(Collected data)
BEGIN

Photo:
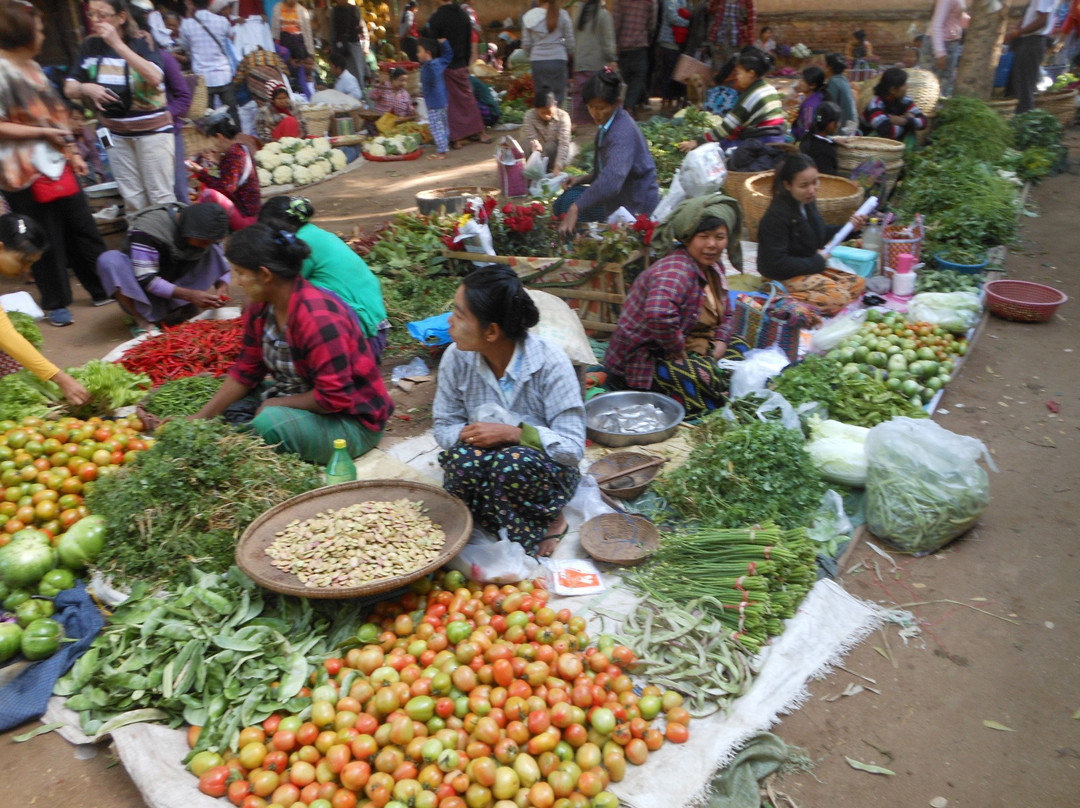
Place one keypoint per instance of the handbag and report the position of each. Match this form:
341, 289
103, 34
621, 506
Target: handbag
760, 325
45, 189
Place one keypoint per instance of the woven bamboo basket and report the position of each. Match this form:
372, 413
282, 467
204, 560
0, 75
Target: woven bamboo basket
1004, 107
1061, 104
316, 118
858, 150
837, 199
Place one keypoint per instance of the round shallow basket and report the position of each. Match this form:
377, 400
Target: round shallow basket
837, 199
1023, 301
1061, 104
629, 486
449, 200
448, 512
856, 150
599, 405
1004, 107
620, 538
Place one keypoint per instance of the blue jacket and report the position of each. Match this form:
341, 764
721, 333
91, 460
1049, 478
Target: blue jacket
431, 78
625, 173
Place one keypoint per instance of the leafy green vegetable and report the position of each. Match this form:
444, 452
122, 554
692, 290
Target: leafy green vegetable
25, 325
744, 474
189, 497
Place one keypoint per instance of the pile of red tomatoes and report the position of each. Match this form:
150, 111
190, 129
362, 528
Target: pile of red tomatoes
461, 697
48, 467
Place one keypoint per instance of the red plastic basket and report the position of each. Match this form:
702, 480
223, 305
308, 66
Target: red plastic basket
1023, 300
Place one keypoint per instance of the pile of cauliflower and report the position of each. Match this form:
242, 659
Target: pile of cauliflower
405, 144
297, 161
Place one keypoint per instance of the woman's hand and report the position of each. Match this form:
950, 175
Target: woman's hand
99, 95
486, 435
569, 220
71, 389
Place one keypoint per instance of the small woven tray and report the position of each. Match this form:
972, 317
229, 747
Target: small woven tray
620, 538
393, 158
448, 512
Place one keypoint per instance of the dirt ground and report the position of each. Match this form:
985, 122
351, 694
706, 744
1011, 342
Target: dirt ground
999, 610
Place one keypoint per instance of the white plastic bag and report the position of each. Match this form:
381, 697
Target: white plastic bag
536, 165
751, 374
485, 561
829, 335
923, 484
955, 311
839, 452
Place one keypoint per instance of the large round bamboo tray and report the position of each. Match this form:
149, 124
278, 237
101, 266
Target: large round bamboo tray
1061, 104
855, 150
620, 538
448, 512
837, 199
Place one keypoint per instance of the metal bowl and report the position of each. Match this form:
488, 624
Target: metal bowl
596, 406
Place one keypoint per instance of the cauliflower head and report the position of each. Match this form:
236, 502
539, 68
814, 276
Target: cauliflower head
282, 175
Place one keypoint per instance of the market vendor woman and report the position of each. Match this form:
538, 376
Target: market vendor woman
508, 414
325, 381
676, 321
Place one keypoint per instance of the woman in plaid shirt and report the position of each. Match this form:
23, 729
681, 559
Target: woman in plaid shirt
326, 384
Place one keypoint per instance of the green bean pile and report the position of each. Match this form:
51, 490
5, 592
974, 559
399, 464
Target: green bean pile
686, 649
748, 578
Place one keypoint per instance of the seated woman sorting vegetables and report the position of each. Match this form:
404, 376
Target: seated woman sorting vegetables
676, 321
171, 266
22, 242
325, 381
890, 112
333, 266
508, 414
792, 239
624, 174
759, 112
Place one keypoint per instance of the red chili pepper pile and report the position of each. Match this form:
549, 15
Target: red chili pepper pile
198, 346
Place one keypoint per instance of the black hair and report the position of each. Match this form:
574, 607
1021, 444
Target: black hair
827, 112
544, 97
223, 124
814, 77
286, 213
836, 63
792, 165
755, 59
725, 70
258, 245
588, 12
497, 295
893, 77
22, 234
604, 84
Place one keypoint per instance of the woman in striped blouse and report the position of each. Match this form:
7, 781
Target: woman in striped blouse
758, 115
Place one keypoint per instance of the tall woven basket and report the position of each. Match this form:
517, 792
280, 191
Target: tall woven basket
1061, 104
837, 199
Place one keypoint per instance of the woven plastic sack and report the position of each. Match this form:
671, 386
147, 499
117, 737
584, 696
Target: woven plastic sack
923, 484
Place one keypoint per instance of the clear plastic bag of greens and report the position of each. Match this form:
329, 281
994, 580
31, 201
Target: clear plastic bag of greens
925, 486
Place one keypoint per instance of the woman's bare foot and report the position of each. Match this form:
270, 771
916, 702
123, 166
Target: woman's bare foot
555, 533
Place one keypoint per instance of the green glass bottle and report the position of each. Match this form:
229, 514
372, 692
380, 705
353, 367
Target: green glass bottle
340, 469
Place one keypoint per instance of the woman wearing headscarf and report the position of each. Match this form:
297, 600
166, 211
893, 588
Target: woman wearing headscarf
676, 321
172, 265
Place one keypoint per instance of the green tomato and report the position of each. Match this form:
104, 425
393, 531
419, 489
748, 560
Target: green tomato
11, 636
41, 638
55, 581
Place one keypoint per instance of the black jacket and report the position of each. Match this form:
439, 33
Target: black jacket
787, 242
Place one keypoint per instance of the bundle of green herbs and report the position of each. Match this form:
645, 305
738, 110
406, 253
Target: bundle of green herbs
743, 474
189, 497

END

Exercise description: Could you output every entry exactly as written, skipping the pictures?

Exercise answer:
Photo:
Place one keypoint per instance of the handbag and report the position of each. Match this form:
341, 289
103, 34
621, 506
Target: handbag
760, 325
45, 189
Place one keypoint per instance of the woven bamboo basket and report the position of each. Match this form:
372, 413
282, 467
204, 560
0, 75
Target: woven bamboo basket
1004, 107
1061, 104
316, 118
858, 150
837, 199
Place one keypoint per instance of the round shallow basket and report the position of each. Match this form:
377, 400
Target: round shallow basket
837, 199
1023, 301
1061, 104
629, 486
449, 200
448, 512
856, 150
599, 405
1004, 107
620, 538
Place one keypoint per instance of the blue jacket and report the position of each. Match this form:
341, 764
721, 333
91, 460
1049, 478
Target: blue jacket
431, 78
625, 173
Place one keypoint per instance of the leafy green vegetable and report the position of each. Match this form:
444, 452
122, 554
692, 290
Target: leafy green vegetable
25, 325
744, 474
189, 497
Place one keypoint per instance of the pile of red tomatoes and report the position of each. Match this form:
150, 111
190, 129
362, 528
Target: pile of red tomatoes
461, 697
48, 467
Place one keypoint per instance of the red plastic basket and report the position of each. Match this form:
702, 480
223, 305
308, 66
Target: red plastic basket
1023, 300
Place one keypoint per instance of the pile of cauliflower and report the position of each. Match this form:
242, 659
Target: pile of cauliflower
405, 144
297, 161
Place one keypoint per instance of the woman's hand and report the position of each. Match this form:
950, 175
Target: woman's hand
99, 95
486, 435
569, 220
71, 389
Place one keypoint per instance of the small woven tray and report the position of each. Match this form:
972, 317
229, 747
Target: small woven tray
620, 538
393, 158
448, 512
Place one keypoint per instance of the dirt ground and report the position of each. Match this form:
985, 122
351, 694
706, 744
1011, 342
Target: dirt ground
999, 610
Place one keypoint per instance of the white plastic bag and report the position of each. Match this form:
381, 697
Target: white plastic bag
536, 165
751, 374
485, 561
829, 335
923, 484
955, 311
839, 452
Place one keypoint per instance of the large round bamboo tray and report the position of each. Match this form:
149, 124
278, 237
101, 266
Target: large round bamboo tray
1061, 104
855, 150
620, 538
448, 512
837, 199
Place one keypoint per instance of the metal bowl and report the position of each. Match this form:
488, 624
Target: metal bowl
596, 406
Place one keypoint per instance of the cauliflower head and report the position of each. Match this form:
236, 502
539, 68
814, 276
Target: cauliflower head
282, 175
Place one keypoint per instance of the market vendor woman and report the position of each. Match this form:
538, 376
Target: market vendor woman
508, 414
325, 381
676, 321
Place one keypoint per instance of the woman in plaid shirt and report the position of each. Match this form:
23, 729
681, 559
Target: woman in plaid shirt
326, 384
Place one keypoint per instance of the green bean pile and report the position of each. Match this form:
51, 490
5, 592
974, 559
399, 464
Target: green bean pile
686, 649
748, 578
Place one keypoint per instance of the seated woman sorting vegetables and report the position of each. Match this form:
404, 376
Target: seated woman sorting vegetables
676, 321
171, 266
22, 242
325, 381
890, 112
333, 266
508, 414
792, 239
624, 174
759, 112
Place one keypoint per instance of the red chili pepper pile and report the position of each. Match this form:
549, 15
Target: red chili pepper pile
198, 346
Place one keypoint per instance of the black hair and report the position of each. Match this form:
574, 607
1021, 444
Target: black hair
827, 112
544, 97
223, 124
814, 77
286, 213
836, 63
792, 165
755, 59
725, 70
258, 245
588, 12
497, 295
893, 77
22, 234
604, 84
Place one keypoint per instance of the woman in striped blouse and report the position of each. Match this form:
7, 781
Target: woman in striped blouse
758, 115
Place one keypoint per instance of the tall woven basket and report the position of each. Match this form:
517, 792
280, 191
Target: tall woven basket
1061, 104
837, 199
Place one keypoint per instance of the woven plastic sack and report the position of each. Match this form:
671, 386
147, 499
117, 737
584, 696
Target: woven plastic sack
923, 484
Place one keypoint per instance of the clear plastic bag of greens and report the position of each. Match this form:
329, 281
994, 580
31, 201
Target: clear plastic bag of greens
925, 486
Place one keypoint per instance of the woman's bare foot and report the position of each. Match this form:
270, 771
916, 702
123, 166
Target: woman's bare foot
555, 533
Place one keypoint per instance of the green glass bottle and report the position of each. Match this form:
229, 514
372, 692
380, 705
353, 367
Target: green glass bottle
340, 469
Place one keypoint per instance of the woman wearing headscarf and report the position of each. Match this form:
297, 600
166, 211
893, 588
Target: woman wearing headscarf
676, 321
172, 265
Place one keypoint per instance of the green tomato and report the position of each. Match this form:
104, 425
393, 531
419, 489
748, 560
Target: green tomato
11, 636
41, 638
55, 581
Place one keypoint per instance of the black jacket and report the position of each. Match this form:
439, 33
Target: black jacket
787, 242
Place one keypoint per instance of the bundle of green herbs and report the position of each. Match this form:
645, 305
738, 110
406, 253
Target: bundle of green herbs
743, 474
189, 497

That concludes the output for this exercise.